- EXERCISE MATERIALS -

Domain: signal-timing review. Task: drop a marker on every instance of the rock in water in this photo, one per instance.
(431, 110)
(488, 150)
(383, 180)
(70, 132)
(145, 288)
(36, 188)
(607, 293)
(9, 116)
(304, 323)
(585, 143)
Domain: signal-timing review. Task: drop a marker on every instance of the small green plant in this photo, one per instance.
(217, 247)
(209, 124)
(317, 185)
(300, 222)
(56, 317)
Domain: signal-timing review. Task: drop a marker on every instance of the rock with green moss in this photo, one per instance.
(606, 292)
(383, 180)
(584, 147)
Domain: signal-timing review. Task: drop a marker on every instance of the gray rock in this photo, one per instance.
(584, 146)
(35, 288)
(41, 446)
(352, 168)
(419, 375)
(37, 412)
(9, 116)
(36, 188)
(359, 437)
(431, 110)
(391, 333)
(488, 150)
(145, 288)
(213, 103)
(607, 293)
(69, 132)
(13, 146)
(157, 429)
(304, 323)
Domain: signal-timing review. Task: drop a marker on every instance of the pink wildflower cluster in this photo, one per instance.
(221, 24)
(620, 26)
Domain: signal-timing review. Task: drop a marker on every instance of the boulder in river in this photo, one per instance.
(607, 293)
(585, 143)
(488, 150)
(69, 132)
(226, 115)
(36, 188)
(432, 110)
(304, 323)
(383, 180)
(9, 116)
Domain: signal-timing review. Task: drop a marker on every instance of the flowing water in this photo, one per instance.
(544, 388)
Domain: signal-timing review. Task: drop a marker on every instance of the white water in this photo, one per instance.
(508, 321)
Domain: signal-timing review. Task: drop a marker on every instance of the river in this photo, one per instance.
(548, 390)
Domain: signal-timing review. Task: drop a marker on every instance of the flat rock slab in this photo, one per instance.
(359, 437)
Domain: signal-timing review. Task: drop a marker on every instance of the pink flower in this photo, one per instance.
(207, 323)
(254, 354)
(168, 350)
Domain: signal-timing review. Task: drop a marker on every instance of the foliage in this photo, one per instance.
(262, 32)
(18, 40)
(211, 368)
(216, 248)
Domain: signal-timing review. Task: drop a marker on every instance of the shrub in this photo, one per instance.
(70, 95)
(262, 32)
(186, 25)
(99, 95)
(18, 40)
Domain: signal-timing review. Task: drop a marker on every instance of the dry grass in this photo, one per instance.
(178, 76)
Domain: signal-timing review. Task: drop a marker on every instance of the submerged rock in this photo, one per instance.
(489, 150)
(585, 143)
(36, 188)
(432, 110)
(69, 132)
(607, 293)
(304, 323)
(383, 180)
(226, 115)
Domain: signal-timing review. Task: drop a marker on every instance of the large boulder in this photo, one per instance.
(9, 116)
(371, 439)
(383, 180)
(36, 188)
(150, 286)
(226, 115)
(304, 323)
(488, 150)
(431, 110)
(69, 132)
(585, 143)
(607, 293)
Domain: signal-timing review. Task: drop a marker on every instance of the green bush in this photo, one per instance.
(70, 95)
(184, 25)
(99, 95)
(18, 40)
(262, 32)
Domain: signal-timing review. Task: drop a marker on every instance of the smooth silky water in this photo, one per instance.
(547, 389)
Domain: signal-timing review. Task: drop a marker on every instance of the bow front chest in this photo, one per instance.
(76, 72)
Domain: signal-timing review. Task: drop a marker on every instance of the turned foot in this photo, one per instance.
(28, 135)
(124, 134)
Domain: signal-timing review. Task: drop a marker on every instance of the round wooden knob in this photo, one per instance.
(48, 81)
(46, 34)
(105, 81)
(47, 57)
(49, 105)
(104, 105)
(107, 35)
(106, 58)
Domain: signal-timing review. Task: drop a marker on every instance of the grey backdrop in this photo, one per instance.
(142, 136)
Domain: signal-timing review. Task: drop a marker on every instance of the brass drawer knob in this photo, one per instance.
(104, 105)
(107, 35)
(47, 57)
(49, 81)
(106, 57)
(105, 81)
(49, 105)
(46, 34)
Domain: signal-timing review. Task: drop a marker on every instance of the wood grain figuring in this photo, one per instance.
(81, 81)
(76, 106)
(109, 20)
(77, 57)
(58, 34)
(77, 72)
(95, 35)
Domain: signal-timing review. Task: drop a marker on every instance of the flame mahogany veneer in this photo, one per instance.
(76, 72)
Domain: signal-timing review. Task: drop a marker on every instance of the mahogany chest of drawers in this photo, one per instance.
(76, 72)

- PROBLEM DESCRIPTION -
Output the listing exactly. Leave no line out.

- OUTPUT FOR THIS EXERCISE -
Domain: signal-timing review. Task: drop a marker on every instance of the rock in water in this photo, one per instance.
(431, 110)
(488, 150)
(383, 180)
(70, 132)
(145, 288)
(36, 188)
(607, 293)
(9, 116)
(304, 323)
(585, 143)
Domain: signal-timing review. Task: drop a marker on every instance of the small green plant in this photo, one per instance.
(217, 247)
(209, 124)
(317, 185)
(300, 222)
(56, 317)
Domain: signal-timing review. Task: drop a marker on every instance of the rock with green moss in this photo, one per instance.
(606, 292)
(383, 180)
(584, 147)
Domain: signal-timing review. Task: drop a marker on every instance of the gray rock in this photo, one per instance.
(584, 146)
(35, 288)
(41, 446)
(352, 168)
(419, 375)
(37, 412)
(9, 116)
(36, 188)
(359, 437)
(431, 110)
(391, 333)
(488, 150)
(145, 288)
(213, 103)
(607, 293)
(69, 132)
(13, 146)
(157, 429)
(304, 323)
Domain: signal-timing review. Task: drop a marker on every instance of the pink wildflower cluster in this photo, one per instance.
(221, 24)
(620, 26)
Domain: signal-timing review. Task: drop a marker on every instance of the boulder in river in this photo, one per instance.
(607, 293)
(585, 143)
(488, 150)
(69, 132)
(226, 115)
(36, 188)
(432, 110)
(304, 323)
(383, 180)
(9, 116)
Domain: signal-timing review. Task: drop a marker on every instance of the flowing water in this photo, one per instance.
(544, 388)
Domain: signal-timing review. Task: drop a marker on every instance of the white water in this photo, one per instance.
(508, 321)
Domain: signal-timing review. Task: drop a marker on every instance of the river in this photo, one per instance.
(548, 390)
Domain: signal-timing review. Task: drop a marker on every instance of the flat rock slab in this photo, one per instance.
(359, 437)
Domain: signal-timing review. Task: drop a marker on every instance of the pink flower in this photo, one per instance.
(207, 323)
(254, 354)
(168, 350)
Domain: signal-timing review. Task: drop a marker on every instance of the foliage in this photo, one per instance.
(262, 32)
(18, 40)
(211, 368)
(216, 248)
Domain: signal-timing review. Task: drop a marker on every instance of the shrub in this photo, one per instance.
(70, 95)
(262, 32)
(186, 25)
(99, 95)
(18, 40)
Domain: signal-timing review. Task: drop a marker on every instance of the dry grass in this photo, one per instance.
(178, 76)
Domain: signal-timing review. Task: drop a marker on every instance of the submerged rock in this photo, one per instance.
(489, 150)
(585, 143)
(36, 188)
(432, 110)
(69, 132)
(607, 293)
(304, 323)
(383, 180)
(226, 115)
Domain: signal-timing review. Task: drop a marker on every instance of the large boulder in this photo, one per instance.
(9, 116)
(371, 439)
(383, 180)
(36, 188)
(150, 286)
(226, 115)
(304, 323)
(488, 150)
(431, 110)
(69, 132)
(585, 143)
(607, 293)
Domain: signal-timing review. Task: drop a marker on every instance of the green bush in this photo, one per instance.
(70, 95)
(184, 25)
(99, 95)
(18, 40)
(262, 32)
Domain: signal-timing review. Task: drop a marker on every instance of the smooth silky water in this photo, one per instance.
(547, 389)
Domain: signal-timing review. Task: drop a marker on every instance of the bow front chest in this photo, one per instance.
(76, 72)
Domain: signal-timing review. Task: drop a marker on every instance of the turned foot in this photo, one per instance.
(28, 135)
(124, 134)
Domain: signal-timing review. Task: drop a marker on every instance of the round wooden knob in this photo, one per instance.
(48, 81)
(46, 34)
(105, 81)
(47, 57)
(49, 105)
(104, 105)
(107, 35)
(106, 58)
Domain: signal-timing review. Task: drop a marker on every instance of the grey backdrop in this photo, one per instance.
(142, 136)
Domain: signal-timing review. Task: drop a marker on every instance of the brass drawer knob in this photo, one per instance.
(104, 105)
(107, 35)
(47, 57)
(49, 81)
(106, 57)
(105, 81)
(49, 105)
(46, 34)
Domain: signal-timing review. Task: drop a marker on every instance of the wood grain figuring in this photo, one per instance.
(81, 81)
(76, 106)
(109, 20)
(77, 57)
(58, 34)
(77, 72)
(95, 35)
Domain: signal-timing review. Task: drop a marker on every instance of the flame mahogany veneer in this photo, one per instance.
(76, 72)
Domain: signal-timing review. Task: drop a marker on every instance of the mahogany chest of drawers in this photo, one per instance.
(76, 72)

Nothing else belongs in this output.